Activity list »
1) Using the text on Christine Ferber, decide whether each statement agrees with it, answering yes or no and quoting the deciding words: (a) Ferber was born in Niedermorschwihr. (b) Her father opened La Maison Ferber in 1959. (c) Ferber won the French Cup for patissiers in 1980.
2) In the text on Christine Ferber, how many jars of jam does she sell a year?
3) Rewrite the paragraph beginning "In 1979, she won" from the text on Christine Ferber as a list, keeping its main facts.

++++ Exercise text

French pastry chef and chocolatier

Christine Ferber (born 11 May 1960) is a French pastry chef and chocolatier, who co-owns La Maison Ferber in Niedermorschwihr, Alsace region of France. She sells over 200,000 jars of jam a year across the world.

==Personal life==
Ferber was born in Colmar, France, a medieval town five miles (8 km) apart from her village Niedermorschwihr. Her great-grandfather moved to Alsace from Germany in 1870. Her great-grandfather, grandfather and father all worked as pastry chefs. Her father Maurice opened La Maison Ferber in 1959, in a seventeenth century traditional French building called Au relais de Trois Épis (At the post house of the Three Ears). Ferber speaks French, Alsatian, German and English. Ferber's mother died in March 2020.

==Career==
Aged 15, Ferber moved to Brussels in order to complete a three-year apprenticeship as a confectioner and chocolatière. Afterwards she spent a year in Paris to study with the renowned French pastry chef Lucien Peltier. Peltier was considered one of the most creative pastry chefs of his generation in the 1980s, his work inspired by the nouvelle cuisine was a reference for all professionals.

In 1979, she won the French Cup for patissiers. She moved back to Alsace in 1980, where she started her own workshop. She initially made jams, selling them in her parents' shop despite the resistance of her mother. In 1998, Ferber was voted Patissier of the Year by the Guide Champérard. In 2005, she produced a cookbook Alice's Little Kitchen in Wonderland, in reference to Lewis Carroll's book Alice's Adventures in Wonderland. The images for the book were intended to imitate Salvador Dalí style paintings. Ferber took joint ownership of La Maison Ferber with her brother Bruno and sister Betty, after the death of their father in 2011. In 2015/16, she had a larger workshop and storehouse built. In 2018, the building was awarded the Prix AMO architecture prize in the category "lieu le mieux productif" (most productive place).

++++++++
++++ Raw data

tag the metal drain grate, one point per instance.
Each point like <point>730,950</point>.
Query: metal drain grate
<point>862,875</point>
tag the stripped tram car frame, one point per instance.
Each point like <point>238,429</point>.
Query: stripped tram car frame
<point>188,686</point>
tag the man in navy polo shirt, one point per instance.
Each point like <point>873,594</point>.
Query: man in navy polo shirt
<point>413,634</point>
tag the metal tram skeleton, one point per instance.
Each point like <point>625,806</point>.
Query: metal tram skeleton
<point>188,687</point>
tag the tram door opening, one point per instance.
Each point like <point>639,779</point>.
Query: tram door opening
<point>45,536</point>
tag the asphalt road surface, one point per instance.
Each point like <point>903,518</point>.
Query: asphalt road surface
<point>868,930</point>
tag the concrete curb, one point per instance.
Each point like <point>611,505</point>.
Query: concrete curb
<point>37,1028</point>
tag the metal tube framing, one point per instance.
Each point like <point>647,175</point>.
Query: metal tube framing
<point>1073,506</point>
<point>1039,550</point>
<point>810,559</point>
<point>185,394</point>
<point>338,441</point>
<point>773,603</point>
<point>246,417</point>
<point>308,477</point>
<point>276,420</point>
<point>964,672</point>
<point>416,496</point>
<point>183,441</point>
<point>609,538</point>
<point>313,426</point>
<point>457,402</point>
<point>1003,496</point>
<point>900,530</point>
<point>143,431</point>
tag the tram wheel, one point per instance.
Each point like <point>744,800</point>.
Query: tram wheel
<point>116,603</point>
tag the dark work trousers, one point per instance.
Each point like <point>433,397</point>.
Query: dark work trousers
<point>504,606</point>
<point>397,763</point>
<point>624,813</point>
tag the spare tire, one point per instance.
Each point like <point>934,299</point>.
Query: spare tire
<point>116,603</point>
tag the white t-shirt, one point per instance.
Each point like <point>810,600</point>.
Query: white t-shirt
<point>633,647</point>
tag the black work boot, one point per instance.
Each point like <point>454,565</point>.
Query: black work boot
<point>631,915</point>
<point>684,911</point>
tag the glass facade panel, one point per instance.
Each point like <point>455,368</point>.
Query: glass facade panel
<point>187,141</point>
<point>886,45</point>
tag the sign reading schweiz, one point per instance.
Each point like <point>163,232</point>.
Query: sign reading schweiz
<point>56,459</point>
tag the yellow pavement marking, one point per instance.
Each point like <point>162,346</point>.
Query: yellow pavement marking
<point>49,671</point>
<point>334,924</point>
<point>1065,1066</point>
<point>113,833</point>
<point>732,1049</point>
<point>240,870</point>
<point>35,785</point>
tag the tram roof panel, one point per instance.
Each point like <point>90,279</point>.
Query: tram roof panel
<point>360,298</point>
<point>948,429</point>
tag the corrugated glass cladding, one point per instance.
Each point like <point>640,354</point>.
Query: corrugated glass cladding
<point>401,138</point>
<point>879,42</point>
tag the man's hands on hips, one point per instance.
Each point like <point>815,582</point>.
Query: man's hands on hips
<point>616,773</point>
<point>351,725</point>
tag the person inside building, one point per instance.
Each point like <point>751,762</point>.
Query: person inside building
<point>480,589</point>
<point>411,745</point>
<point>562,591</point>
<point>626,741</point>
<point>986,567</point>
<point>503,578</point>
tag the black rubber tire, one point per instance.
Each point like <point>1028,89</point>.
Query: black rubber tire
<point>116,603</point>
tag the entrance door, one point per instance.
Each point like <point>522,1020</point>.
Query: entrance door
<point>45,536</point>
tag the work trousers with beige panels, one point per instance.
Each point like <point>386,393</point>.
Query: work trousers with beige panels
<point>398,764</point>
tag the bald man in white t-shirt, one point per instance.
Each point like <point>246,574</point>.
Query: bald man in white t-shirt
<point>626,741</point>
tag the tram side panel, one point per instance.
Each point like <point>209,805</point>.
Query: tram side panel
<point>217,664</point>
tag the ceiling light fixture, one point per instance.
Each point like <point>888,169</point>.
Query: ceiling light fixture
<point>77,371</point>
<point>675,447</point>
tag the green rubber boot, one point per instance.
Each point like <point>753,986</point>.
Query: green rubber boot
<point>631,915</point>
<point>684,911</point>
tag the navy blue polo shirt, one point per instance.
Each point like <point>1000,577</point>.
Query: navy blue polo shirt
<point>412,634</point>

++++++++

List of answers »
1)
(a) No: "Ferber was born in Colmar, France"
(b) Yes: "Her father Maurice opened La Maison Ferber in 1959"
(c) No: "In 1979, she won the French Cup for patissiers."

2) Over 200,000 jars a year.

3)
- 1979: won the French Cup for patissiers.
- 1980: moved back to Alsace and started her own workshop. She first made jams and sold them in her parents' shop despite her mother's resistance.
- 1998: voted Patissier of the Year by the Guide Champérard.
- 2005: produced the cookbook Alice's Little Kitchen in Wonderland. It refers to Lewis Carroll's Alice's Adventures in Wonderland, and its images were meant to imitate the style of Salvador Dalí's paintings.
- 2011: after her father's death, took joint ownership of La Maison Ferber with her brother Bruno and sister Betty.
- 2015/16: had a larger workshop and storehouse built.
- 2018: the building won the Prix AMO architecture prize in the category "lieu le mieux productif" (most productive place).